**ACTIONS TO TAKE**
- A) Please sum up the piece on grading AP exams and teaching checks and balances in two sentences.
- B) Write what comes next in the piece on grading AP exams and teaching checks and balances, picking up after its final sentence.

**TEXT TO READ**
- - - -

I am in Salt Lake City, UT with thousands of other high school and college faculty grading AP US Government and Politics exams.
For the unfamiliar, high school students who pass AP exams are generally (but not always) given college credit for the introductory level course in that field. So, the curriculum is very similar to what one teaches in Political Science 101 – American Government at the college level.
I've graded over 1000 responses, personally, to the same question about checks and balances. That's not a spoiler; the exam was taken a month ago and besides, how does any American Govt class at any level not prepare the students to answer a basic question about checks and balances, separation of powers, and so on. Since all I am doing, 8-9 hours per day, is reading responses to this single question, it has me thinking of how I like to cover this in the classroom.
Take maybe 30 feet of rope to class. Solicit three volunteers to sit or stand in a triangle and connect to one another by looping the rope around their waist (or through 2-3 belt loops) and then to the next person. Ask them to stand apart so that the rope has no slack.

- - - -

Entries for labeling object positions
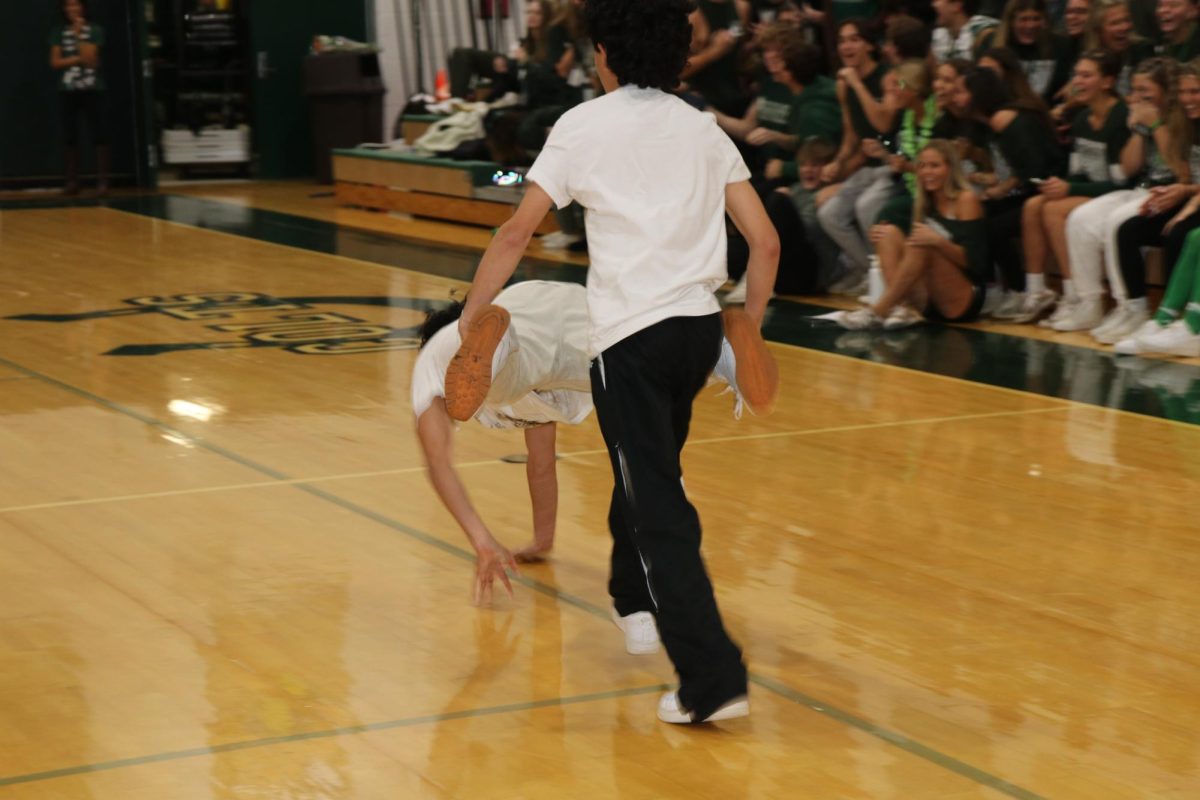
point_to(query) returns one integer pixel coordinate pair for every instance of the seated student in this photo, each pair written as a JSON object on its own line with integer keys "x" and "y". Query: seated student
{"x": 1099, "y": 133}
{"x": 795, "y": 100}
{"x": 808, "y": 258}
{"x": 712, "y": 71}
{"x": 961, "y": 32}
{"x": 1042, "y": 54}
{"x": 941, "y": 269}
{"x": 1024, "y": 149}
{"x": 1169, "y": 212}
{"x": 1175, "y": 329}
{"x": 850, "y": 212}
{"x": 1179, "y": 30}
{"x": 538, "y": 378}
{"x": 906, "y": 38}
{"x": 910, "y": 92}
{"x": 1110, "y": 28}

- - - -

**OUTPUTS IN ORDER**
- A) The writer is in Salt Lake City grading AP US Government and Politics exams and has read over 1000 responses to one question about checks and balances, which has prompted thinking about how to teach that topic. One classroom approach uses about 30 feet of rope to connect three volunteers in a triangle, with them standing apart so the rope has no slack.

- B)
Very quickly they realize that any single person moving is impossible. Perhaps they can stretch it a little bit, but only a little – provided the other two pull back.
Then try the same thing except have the volunteers form a triangle simply by holding on to the rope with one hand. Now when one person tries to move, he or she actually has a decent amount of leeway to move even if the other two remain stationary. Arms are long and they move in nearly any direction. But still, there is a limit. One person can walk away from the other two for a few steps, but then the rope runs out.
Eventually we return to the belt/waist example, where it was harder for any one person to walk away.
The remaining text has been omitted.